(Collected data entries)
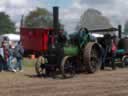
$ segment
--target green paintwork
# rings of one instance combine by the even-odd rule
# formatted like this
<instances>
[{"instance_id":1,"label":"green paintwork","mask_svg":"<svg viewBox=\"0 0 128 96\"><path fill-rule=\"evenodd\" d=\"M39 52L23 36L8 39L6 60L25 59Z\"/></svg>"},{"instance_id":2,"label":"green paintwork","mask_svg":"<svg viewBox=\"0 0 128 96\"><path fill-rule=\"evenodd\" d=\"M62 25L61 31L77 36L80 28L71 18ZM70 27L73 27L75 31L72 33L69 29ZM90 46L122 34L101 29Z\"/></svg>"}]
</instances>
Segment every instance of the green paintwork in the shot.
<instances>
[{"instance_id":1,"label":"green paintwork","mask_svg":"<svg viewBox=\"0 0 128 96\"><path fill-rule=\"evenodd\" d=\"M64 47L64 54L67 56L76 56L88 42L91 41L88 31L74 32L70 35L70 40Z\"/></svg>"},{"instance_id":2,"label":"green paintwork","mask_svg":"<svg viewBox=\"0 0 128 96\"><path fill-rule=\"evenodd\" d=\"M124 49L118 49L118 50L116 51L117 54L121 54L121 53L124 53L124 52L125 52Z\"/></svg>"},{"instance_id":3,"label":"green paintwork","mask_svg":"<svg viewBox=\"0 0 128 96\"><path fill-rule=\"evenodd\" d=\"M76 56L79 54L79 48L77 46L65 46L64 54L67 56Z\"/></svg>"}]
</instances>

§ **Assignment**
Every entry should come back exactly as written, only without images.

§ **Task output**
$ segment
--target green paintwork
# rings of one instance combine by the even-odd rule
# formatted like this
<instances>
[{"instance_id":1,"label":"green paintwork","mask_svg":"<svg viewBox=\"0 0 128 96\"><path fill-rule=\"evenodd\" d=\"M39 52L23 36L8 39L6 60L25 59Z\"/></svg>"},{"instance_id":2,"label":"green paintwork","mask_svg":"<svg viewBox=\"0 0 128 96\"><path fill-rule=\"evenodd\" d=\"M62 25L61 31L77 36L80 28L71 18ZM70 27L73 27L75 31L72 33L69 29ZM90 46L122 34L101 29Z\"/></svg>"}]
</instances>
Segment every instance of the green paintwork in the shot.
<instances>
[{"instance_id":1,"label":"green paintwork","mask_svg":"<svg viewBox=\"0 0 128 96\"><path fill-rule=\"evenodd\" d=\"M64 47L64 54L67 56L76 56L88 42L91 41L88 31L74 32L70 35L70 40Z\"/></svg>"},{"instance_id":2,"label":"green paintwork","mask_svg":"<svg viewBox=\"0 0 128 96\"><path fill-rule=\"evenodd\" d=\"M124 49L118 49L118 50L116 51L117 54L121 54L121 53L124 53L124 52L125 52Z\"/></svg>"},{"instance_id":3,"label":"green paintwork","mask_svg":"<svg viewBox=\"0 0 128 96\"><path fill-rule=\"evenodd\" d=\"M76 56L79 54L79 48L77 46L65 46L64 54L67 56Z\"/></svg>"}]
</instances>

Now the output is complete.